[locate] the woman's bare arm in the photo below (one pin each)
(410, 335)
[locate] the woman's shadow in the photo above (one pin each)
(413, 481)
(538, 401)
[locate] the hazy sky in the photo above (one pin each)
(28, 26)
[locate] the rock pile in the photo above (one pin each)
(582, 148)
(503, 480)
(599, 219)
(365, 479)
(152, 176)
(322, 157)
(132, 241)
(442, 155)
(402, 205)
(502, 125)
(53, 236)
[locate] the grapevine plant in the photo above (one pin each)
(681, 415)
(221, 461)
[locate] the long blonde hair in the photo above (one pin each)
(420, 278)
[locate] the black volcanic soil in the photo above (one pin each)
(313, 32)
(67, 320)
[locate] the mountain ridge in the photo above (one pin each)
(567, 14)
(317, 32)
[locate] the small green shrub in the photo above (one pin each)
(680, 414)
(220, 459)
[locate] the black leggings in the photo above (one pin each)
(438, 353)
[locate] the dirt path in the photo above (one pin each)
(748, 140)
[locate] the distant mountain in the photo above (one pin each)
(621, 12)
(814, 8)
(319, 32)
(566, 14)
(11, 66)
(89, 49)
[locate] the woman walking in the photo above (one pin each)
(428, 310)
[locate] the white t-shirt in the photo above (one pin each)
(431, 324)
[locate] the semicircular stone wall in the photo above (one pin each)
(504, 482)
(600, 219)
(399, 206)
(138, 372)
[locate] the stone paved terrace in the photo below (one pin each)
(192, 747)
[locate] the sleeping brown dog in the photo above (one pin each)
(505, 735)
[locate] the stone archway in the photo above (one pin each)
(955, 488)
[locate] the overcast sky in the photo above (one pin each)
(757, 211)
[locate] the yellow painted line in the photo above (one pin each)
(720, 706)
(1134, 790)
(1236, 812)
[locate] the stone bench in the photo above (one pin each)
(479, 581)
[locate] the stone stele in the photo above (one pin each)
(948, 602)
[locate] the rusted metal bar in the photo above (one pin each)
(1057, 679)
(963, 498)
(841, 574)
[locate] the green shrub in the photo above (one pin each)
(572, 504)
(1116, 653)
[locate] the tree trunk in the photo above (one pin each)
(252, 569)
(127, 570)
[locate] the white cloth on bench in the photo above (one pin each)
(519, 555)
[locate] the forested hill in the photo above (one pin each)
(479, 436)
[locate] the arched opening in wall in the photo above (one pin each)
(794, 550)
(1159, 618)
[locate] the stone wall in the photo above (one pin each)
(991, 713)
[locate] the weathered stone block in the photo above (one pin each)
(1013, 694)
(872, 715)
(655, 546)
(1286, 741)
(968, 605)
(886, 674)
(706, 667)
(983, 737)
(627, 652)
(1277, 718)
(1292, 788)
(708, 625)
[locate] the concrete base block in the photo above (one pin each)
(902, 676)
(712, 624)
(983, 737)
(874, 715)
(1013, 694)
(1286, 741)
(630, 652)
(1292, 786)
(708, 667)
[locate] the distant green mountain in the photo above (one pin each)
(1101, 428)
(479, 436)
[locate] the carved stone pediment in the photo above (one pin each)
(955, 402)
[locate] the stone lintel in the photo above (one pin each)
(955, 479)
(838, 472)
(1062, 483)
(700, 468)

○ ○ ○

§ **WORK INSTRUCTIONS**: Faithfully copy every entry, leaving nothing out.

§ **EXERCISE ANSWER**:
[locate] the woman's bare arm in the photo below (one pin each)
(410, 335)
[locate] the woman's shadow in the photo above (one pin each)
(413, 481)
(538, 401)
[locate] the hazy sky in the photo above (one pin each)
(28, 26)
[locate] the rock pile in the photo above (one pin each)
(582, 148)
(503, 480)
(599, 219)
(365, 479)
(152, 176)
(322, 157)
(132, 241)
(442, 155)
(402, 205)
(502, 125)
(53, 236)
[locate] the grapevine plant in the photo above (one pin each)
(681, 415)
(221, 461)
[locate] the long blonde hair in the photo above (one pin each)
(420, 278)
[locate] the black volcanic soil in the photo above (one pin each)
(313, 32)
(67, 320)
[locate] the mountain ridge in the photo above (one pin each)
(567, 14)
(317, 32)
[locate] the small green shrub in the photo above (one pin each)
(680, 414)
(220, 459)
[locate] the black leggings in the photo above (one pin each)
(438, 353)
[locate] the dirt path in the photo above (one pin each)
(748, 140)
[locate] the distant mountain in the photo above (one pin each)
(621, 12)
(814, 8)
(319, 32)
(566, 14)
(11, 66)
(89, 49)
[locate] the woman walking in the photo above (one pin each)
(428, 310)
[locate] the white t-shirt in the photo above (one pin each)
(431, 324)
[locate] the semicircular stone wall in the photo above (one pin each)
(504, 482)
(600, 219)
(399, 206)
(138, 372)
[locate] the stone paved terrace in the photo below (one pin each)
(192, 747)
[locate] the sleeping brown dog in the photo above (one pin each)
(505, 735)
[locate] the stone archway in the photo above (one pin each)
(955, 488)
[locate] the overcast sky in the photo above (one pin each)
(757, 211)
[locate] the yellow painted line in the photo above (one pin each)
(720, 706)
(1134, 790)
(1236, 812)
[locate] the stone bench in the photo above (one pin each)
(479, 581)
[locate] the stone stele in the photo above (one pin each)
(948, 602)
[locate] the rusted metal bar in the photo above (one pin each)
(1057, 679)
(963, 498)
(841, 574)
[locate] the green shrub in the photo above (one pin each)
(572, 504)
(1116, 653)
[locate] the tree trunk in the photo above (one pin each)
(252, 569)
(127, 570)
[locate] the white cloth on bench in the photo above (one pin each)
(519, 555)
[locate] the forested hill in the photo above (one pin each)
(479, 436)
[locate] the arched opening in wall in the photo above (one pin each)
(794, 550)
(1159, 618)
[locate] the stone wall in the photo above (one pin each)
(991, 713)
[locate] the weathered stone block in the photo above (one pin each)
(1013, 694)
(872, 715)
(655, 546)
(1286, 741)
(968, 605)
(886, 674)
(706, 667)
(983, 737)
(627, 652)
(1277, 718)
(1292, 788)
(708, 625)
[locate] the concrete base block in the photo above (one pin each)
(902, 676)
(712, 624)
(983, 737)
(874, 715)
(1013, 694)
(1286, 741)
(630, 652)
(1292, 786)
(708, 667)
[locate] the distant green mountain in the photo above (one pin each)
(1101, 428)
(479, 436)
[locate] the carved stone pediment in the photo above (one pin each)
(955, 402)
[locate] the stone lintel in the photo above (one pin each)
(955, 479)
(838, 472)
(1062, 483)
(700, 468)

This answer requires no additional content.